── Article ──

But… one night you wake up in a sweat. The details are fuzzy but you were browsing your favourite cloud provider’s console - probably GCP ;) - and thought you saw a bucket had been created outside of your allowed locations! Maybe it even had risky access controls.

You go brush it off and try to fall back to sleep, but you can’t quite push the thought from your mind that somewhere in all that Terraform code, someone could be declaring resources in unapproved locations, and your CICD pipeline would do nothing to stop it. Oh the regulatory implications.

Enter Terraform Validator by Forseti

Terraform Validator by Forseti allows you to declare your Policy as Code, check compliance of your Terraform plans against said Policy, and automatically fail violating plans in a CI step. All without setting up servers or agents.

You’re going to learn how to enforce policy on GCP resources like BigQuery, IAM, networks, MySQL, Google Kubernetes Engine (GKE) and more. If you’re particularly crafty, you may be able to go beyond GCP.

Forseti’s suite of solutions are GCP focused and allow a wide range of live config validation, monitoring and more using the Policy Library we’re going to set up. These additional capabilities require additional infrastructure. But we’re going one step at a time, starting with enforcing policy during deployment.

Getting Started

Let’s assume you already have an established CICD pipeline that uses Terraform, or that you are content to validate your Terraform plans locally for now. In that case, we need just two things:

A Policy Library
Terraform Validator

It’s that simple! No new servers, agents, firewall rules, extra service accounts or other nonsense. Just add Policy Library, the Validator tool and you can enforce policy on your Terraform deployments.

We’re going to tinker with some existing GCP-focused sample policies (aka Constraints) that Forseti makes available. These samples cover a wide range of resources and use cases, so it is easy to adjust what’s provided to define your own Constraints.

Policy Library

First let's open up some of Forseti's pre-defined constraints. We’ll copy them into our own Git repository and adjust to create policies that match our needs. Repeatable and configurable - that’s Policy as Code at work.

Concepts

In the world of Forseti and in particular Terraform Validator, Policies are defined and understood via easy to read YAML files known as Constraints

There is just enough information in a Constraint file for to make clear its purpose and effect, and by tinkering lightly with a pre-written Constraint you can achieve a lot without looking too deeply into the inner workings . But there’s more happening than meets the eye.

Constraints are built on Templates - which are like forms with some extra bits waiting to be completed to make a Constraint. Except there’s a lot more hidden away that’s pretty cool if you want to understand it.

Think of a Template as a ‘Class’ in the OOP sense, and of a Constraint as an instantiated Template with all the key attributes defined.

───

Problem statement
According to the article on Terraform Validator, what two things are needed to get started if you already have a CICD pipeline that uses Terraform? Please answer from the article alone.

── Collected data ──

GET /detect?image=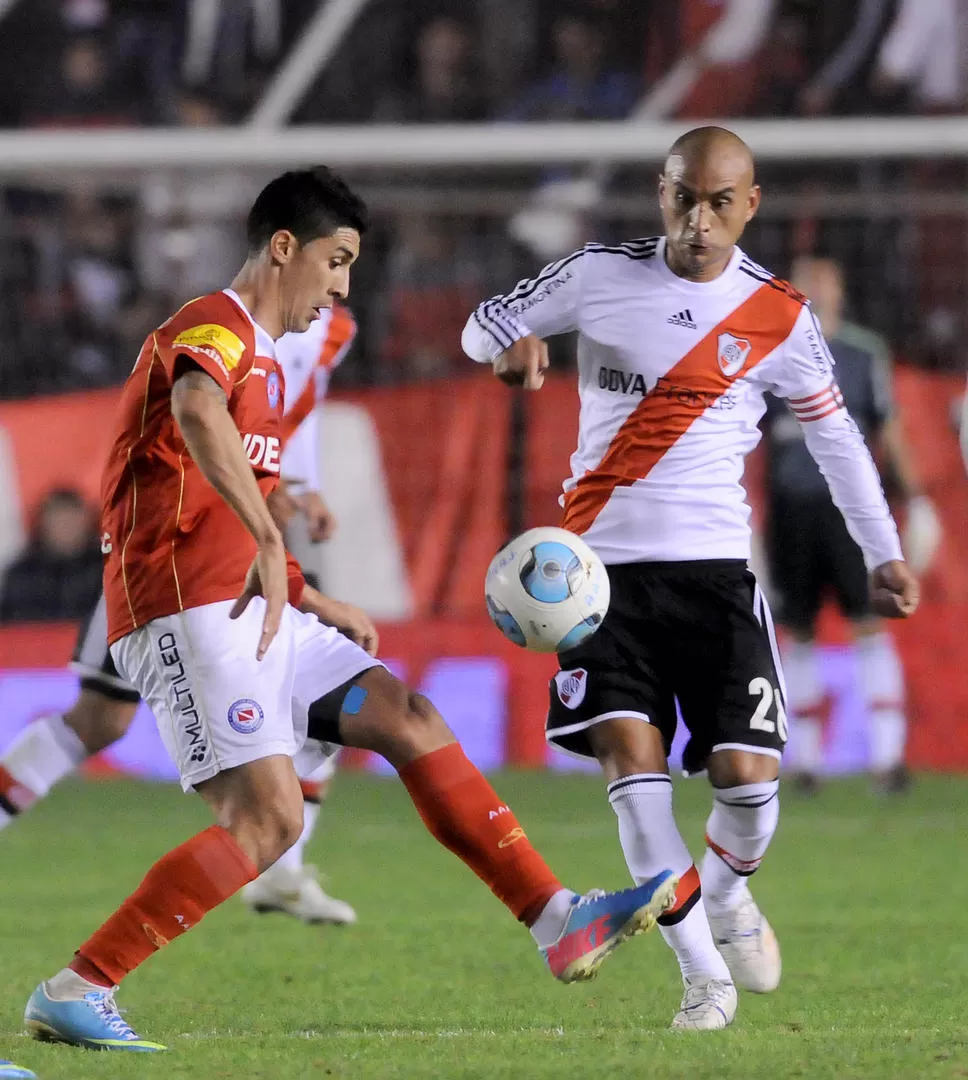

───

Written response
A Policy Library and Terraform Validator.